[Position annotation records]
━━━

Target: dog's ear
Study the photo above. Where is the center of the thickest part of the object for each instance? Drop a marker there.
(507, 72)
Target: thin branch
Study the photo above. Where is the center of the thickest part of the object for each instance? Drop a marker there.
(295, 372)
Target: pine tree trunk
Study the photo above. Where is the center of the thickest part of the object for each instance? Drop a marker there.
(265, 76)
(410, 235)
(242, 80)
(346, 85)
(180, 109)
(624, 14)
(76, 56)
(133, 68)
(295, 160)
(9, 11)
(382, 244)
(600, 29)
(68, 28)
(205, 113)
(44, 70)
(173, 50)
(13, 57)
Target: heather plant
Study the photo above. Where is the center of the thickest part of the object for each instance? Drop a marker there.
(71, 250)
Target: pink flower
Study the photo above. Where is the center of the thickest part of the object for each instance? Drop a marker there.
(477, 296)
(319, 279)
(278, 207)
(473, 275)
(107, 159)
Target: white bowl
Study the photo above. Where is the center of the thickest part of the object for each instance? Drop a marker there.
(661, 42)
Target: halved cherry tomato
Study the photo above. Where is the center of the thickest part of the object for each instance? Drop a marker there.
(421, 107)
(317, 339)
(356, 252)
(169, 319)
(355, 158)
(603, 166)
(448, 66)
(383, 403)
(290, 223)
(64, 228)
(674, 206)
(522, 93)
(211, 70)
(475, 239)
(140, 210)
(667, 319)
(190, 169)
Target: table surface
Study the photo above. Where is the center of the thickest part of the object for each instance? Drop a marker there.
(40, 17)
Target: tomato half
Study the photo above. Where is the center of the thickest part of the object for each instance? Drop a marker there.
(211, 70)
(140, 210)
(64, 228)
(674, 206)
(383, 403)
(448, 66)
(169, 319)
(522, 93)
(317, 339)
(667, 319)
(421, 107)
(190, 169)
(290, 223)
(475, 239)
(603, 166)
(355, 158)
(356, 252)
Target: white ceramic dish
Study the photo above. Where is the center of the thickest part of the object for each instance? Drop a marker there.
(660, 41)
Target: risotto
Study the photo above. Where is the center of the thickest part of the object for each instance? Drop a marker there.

━━━

_To do_
Can you convert every line of the material above into a numbered list, leaving out any blank lines?

_Answer in full_
1. Target: dog's ear
2. Study the photo above. Where is the center of the thickest part of the object for each instance? Drop a marker there.
3. (507, 72)
4. Target: thin branch
5. Study the photo above. Where is the center of the thickest part of the object for each instance? Drop a marker there.
6. (295, 372)
7. Target: pine tree trunk
8. Study the photo above. Where is the center of the thickest part of the object for each instance? Drop a marker there.
9. (265, 76)
10. (410, 235)
11. (242, 80)
12. (346, 85)
13. (180, 109)
14. (624, 14)
15. (76, 56)
16. (133, 68)
17. (295, 160)
18. (9, 11)
19. (382, 244)
20. (600, 29)
21. (68, 28)
22. (205, 113)
23. (44, 70)
24. (173, 50)
25. (13, 57)
26. Target: heather plant
27. Study the photo above. Where is the center of the thickest part of the object for each instance? Drop a marker there.
28. (71, 250)
29. Target: pink flower
30. Study the photo above. Where is the center of the thickest part of the object for each instance? Drop a marker there.
31. (477, 296)
32. (319, 279)
33. (278, 207)
34. (473, 275)
35. (107, 159)
36. Target: white bowl
37. Study the photo above. Where is the center of the thickest part of the object for each instance? Drop a marker there.
38. (661, 42)
39. Target: halved cherry tomato
40. Study the photo above. Where is the center of the thickest part of the object for each instance? Drop a marker there.
41. (421, 107)
42. (317, 339)
43. (356, 252)
44. (169, 319)
45. (355, 158)
46. (603, 166)
47. (448, 66)
48. (383, 403)
49. (290, 223)
50. (64, 228)
51. (674, 206)
52. (522, 93)
53. (211, 70)
54. (475, 239)
55. (140, 210)
56. (667, 319)
57. (190, 169)
58. Target: table surface
59. Study the photo above. Where is the center of the thickest part of the object for each instance? Drop a marker there.
60. (40, 17)
61. Target: tomato half
62. Study the photo above. Where is the center of the thickest part of the object for each instance? Drop a marker there.
63. (211, 70)
64. (140, 210)
65. (64, 228)
66. (674, 206)
67. (383, 403)
68. (448, 66)
69. (169, 319)
70. (522, 93)
71. (317, 339)
72. (667, 319)
73. (421, 107)
74. (190, 169)
75. (290, 223)
76. (475, 239)
77. (603, 166)
78. (355, 158)
79. (356, 252)
80. Target: white ceramic dish
81. Study the photo above. Where is the center of the thickest part of the object for each instance? Drop a marker there.
82. (660, 41)
83. Target: risotto
84. Study the photo above. Where is the center of the thickest part of the object for each instance? Drop a marker there.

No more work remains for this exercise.